- **ACTIVITY**
If an entry includes an image, drop the image and copy the rest verbatim.

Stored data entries
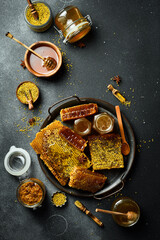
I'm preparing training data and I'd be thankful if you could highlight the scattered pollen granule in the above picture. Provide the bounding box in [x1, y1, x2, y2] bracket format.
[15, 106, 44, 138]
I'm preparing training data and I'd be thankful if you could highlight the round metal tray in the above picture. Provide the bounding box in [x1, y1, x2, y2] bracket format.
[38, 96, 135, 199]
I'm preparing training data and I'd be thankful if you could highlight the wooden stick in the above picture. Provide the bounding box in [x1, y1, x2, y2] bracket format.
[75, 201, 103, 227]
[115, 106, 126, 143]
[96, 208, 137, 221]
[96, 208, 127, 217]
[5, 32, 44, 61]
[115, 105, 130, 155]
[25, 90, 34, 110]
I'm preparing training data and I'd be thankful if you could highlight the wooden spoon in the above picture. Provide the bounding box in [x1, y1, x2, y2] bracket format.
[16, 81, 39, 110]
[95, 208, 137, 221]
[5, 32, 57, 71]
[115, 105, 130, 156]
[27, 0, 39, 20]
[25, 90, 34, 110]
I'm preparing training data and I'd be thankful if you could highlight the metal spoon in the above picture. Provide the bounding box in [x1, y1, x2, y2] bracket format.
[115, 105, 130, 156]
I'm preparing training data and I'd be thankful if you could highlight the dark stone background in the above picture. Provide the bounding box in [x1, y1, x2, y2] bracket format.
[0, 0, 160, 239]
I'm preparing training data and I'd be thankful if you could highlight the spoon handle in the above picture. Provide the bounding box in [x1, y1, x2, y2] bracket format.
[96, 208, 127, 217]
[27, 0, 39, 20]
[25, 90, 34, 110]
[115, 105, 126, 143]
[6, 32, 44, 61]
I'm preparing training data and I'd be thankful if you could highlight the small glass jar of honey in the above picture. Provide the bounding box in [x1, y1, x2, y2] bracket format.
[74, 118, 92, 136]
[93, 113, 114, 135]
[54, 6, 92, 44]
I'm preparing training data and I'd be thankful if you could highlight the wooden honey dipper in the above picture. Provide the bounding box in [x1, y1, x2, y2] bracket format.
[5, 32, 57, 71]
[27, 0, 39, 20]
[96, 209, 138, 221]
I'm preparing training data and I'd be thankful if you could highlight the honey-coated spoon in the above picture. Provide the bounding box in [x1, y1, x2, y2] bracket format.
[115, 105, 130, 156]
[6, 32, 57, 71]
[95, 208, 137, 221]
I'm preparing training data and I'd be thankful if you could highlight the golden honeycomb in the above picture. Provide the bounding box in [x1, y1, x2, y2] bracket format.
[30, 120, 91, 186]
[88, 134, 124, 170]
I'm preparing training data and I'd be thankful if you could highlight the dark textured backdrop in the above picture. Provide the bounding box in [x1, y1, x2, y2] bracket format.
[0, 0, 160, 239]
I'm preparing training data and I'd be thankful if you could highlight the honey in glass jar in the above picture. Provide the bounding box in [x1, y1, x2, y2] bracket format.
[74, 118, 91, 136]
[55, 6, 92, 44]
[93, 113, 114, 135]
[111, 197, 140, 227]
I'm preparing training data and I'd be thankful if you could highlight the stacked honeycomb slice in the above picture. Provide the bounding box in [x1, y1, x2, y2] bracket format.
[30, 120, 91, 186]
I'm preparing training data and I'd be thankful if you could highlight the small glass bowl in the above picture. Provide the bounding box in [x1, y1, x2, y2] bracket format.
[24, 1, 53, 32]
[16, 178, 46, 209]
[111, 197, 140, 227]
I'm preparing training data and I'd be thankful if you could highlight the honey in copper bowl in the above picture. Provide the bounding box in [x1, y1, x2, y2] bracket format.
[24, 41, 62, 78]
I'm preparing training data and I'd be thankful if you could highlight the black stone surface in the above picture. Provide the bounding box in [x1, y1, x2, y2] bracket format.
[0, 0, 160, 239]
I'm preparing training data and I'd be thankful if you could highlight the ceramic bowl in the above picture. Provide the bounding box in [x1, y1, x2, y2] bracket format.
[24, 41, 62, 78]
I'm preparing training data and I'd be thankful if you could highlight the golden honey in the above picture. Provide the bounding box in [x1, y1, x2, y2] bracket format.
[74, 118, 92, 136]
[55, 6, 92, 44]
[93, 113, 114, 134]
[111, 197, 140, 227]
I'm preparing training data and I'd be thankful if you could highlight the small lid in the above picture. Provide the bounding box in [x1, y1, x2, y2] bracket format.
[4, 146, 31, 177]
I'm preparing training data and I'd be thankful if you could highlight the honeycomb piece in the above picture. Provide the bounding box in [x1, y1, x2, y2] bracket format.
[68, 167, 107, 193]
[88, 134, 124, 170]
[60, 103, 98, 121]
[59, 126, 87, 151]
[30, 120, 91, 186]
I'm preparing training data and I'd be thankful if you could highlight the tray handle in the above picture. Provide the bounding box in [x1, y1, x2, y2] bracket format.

- **TASK RESULT**
I'm preparing training data and I'd be thankful if you could highlight the scattered pollen granule in the above picture. Provide the bounding box in [x1, y1, x2, y2] bracket format.
[15, 106, 44, 138]
I'm preparing training data and I'd be thankful if you could highlight the round metal tray in the above picture. Provide the bounding box in [x1, y1, x2, y2] bracket format.
[38, 96, 135, 199]
I'm preparing training data and I'd be thankful if you could highlight the wooden stick in the above picture. Provide the bounding box in [x1, y1, x2, y2] bracket format.
[75, 201, 103, 227]
[115, 106, 126, 143]
[96, 208, 137, 221]
[96, 208, 127, 217]
[5, 32, 44, 61]
[115, 105, 130, 155]
[25, 90, 34, 110]
I'm preparing training data and I'd be thankful if you could highlight the wooden spoon in the above picture. Provide the bounding box in [x1, y1, x2, y2] bracket format.
[16, 81, 39, 110]
[95, 208, 137, 221]
[5, 32, 57, 71]
[115, 105, 130, 156]
[27, 0, 39, 20]
[25, 90, 34, 110]
I'm preparing training data and I'd be thankful if you could highlight the metal spoon in the above picture. Provide the bounding box in [x1, y1, x2, y2] bracket format.
[115, 105, 130, 156]
I'm preparing training data and I'd be thankful if you could highlight the dark stone background in the above picture. Provide the bounding box in [x1, y1, x2, y2] bracket format.
[0, 0, 160, 239]
I'm preparing training data and I'd be thankful if you could highlight the spoon handle in the above picture. Provide the bounding box in [x1, y1, x2, y2] bracket format.
[96, 208, 127, 217]
[27, 0, 39, 20]
[25, 90, 34, 110]
[115, 105, 126, 143]
[6, 32, 44, 61]
I'm preparing training data and I'd be thankful if you could highlight the small glass jar of honey in the above picture. Provide the bounding box in [x1, y1, x2, y2] bracket format.
[74, 118, 92, 136]
[93, 113, 114, 135]
[54, 6, 92, 44]
I'm preparing training data and I'd be thankful if you could highlight the wooden honey dipper in the above picture. Provide the bounding box in [x1, y1, x2, y2] bracket format.
[5, 32, 57, 71]
[27, 0, 39, 20]
[96, 209, 138, 221]
I'm preparing training data and I'd be thankful if you could highlight the honey-coated spoon in the above picture. Provide the bounding box in [x1, y1, x2, y2] bracket format.
[115, 105, 130, 156]
[6, 32, 57, 71]
[95, 208, 137, 221]
I'm preparing training data and I'd be thankful if you could highlight the golden honeycomb in the above picture. Provide the bounding box in [x1, y1, x2, y2] bracket format.
[30, 120, 91, 186]
[88, 134, 124, 170]
I'm preparing training data and I'd be thankful if you could highlight the dark textured backdrop in the above picture. Provide the bounding box in [x1, y1, x2, y2] bracket format.
[0, 0, 160, 239]
I'm preparing training data and I'd be thankful if you could highlight the honey in glass jar in the above picture. Provide the bounding box in [x1, y1, x2, y2] bracket format.
[74, 118, 91, 136]
[55, 6, 92, 44]
[93, 113, 114, 135]
[111, 197, 140, 227]
I'm preparing training data and I'd be thankful if you could highlight the stacked honeycomb slice in the above picture. Provide the bounding box in [x1, y1, x2, y2] bracket format.
[30, 120, 91, 186]
I'm preparing training data and I'd be thankful if you could highlight the small glass bowl in the above picture. Provide the bounding box in [x1, y1, x2, y2] bracket format.
[24, 1, 53, 32]
[16, 178, 46, 209]
[111, 197, 140, 227]
I'm preparing training data and I'd be thankful if you could highlight the honey in copper bowl in the above picture. Provide the bounding box in [x1, y1, x2, y2] bracket format.
[24, 41, 62, 78]
I'm preparing training data and I'd be thankful if you could highlight the black stone surface in the above picture. Provide the bounding box in [x1, y1, x2, y2] bracket format.
[0, 0, 160, 239]
I'm preparing training data and I'd be thankful if you could highlight the ceramic bowl in the above picture. Provide the bounding box in [x1, y1, x2, y2] bracket format.
[24, 41, 62, 78]
I'm preparing training data and I'd be thankful if you could highlight the golden honey in the above picture. Provide the bounding box in [x1, y1, x2, y2] bracket format.
[74, 118, 92, 136]
[55, 6, 92, 44]
[93, 113, 114, 134]
[111, 197, 140, 227]
I'm preparing training data and I'd be thankful if you could highlight the small lid in the above picture. Provide the bounding box in [x1, y1, x2, y2] bracket format.
[4, 146, 31, 177]
I'm preparing training data and I'd be thankful if you could highlight the honeycomb piece in the above picture. Provide the bounding box in [x1, y1, x2, y2] bracket format.
[68, 167, 107, 193]
[88, 134, 124, 170]
[60, 103, 98, 121]
[59, 126, 87, 151]
[30, 120, 91, 186]
I'm preparing training data and I'd be thankful if you could highlight the tray handle in the above picture. Provide the bounding box in [x1, y1, x2, y2] bracket format.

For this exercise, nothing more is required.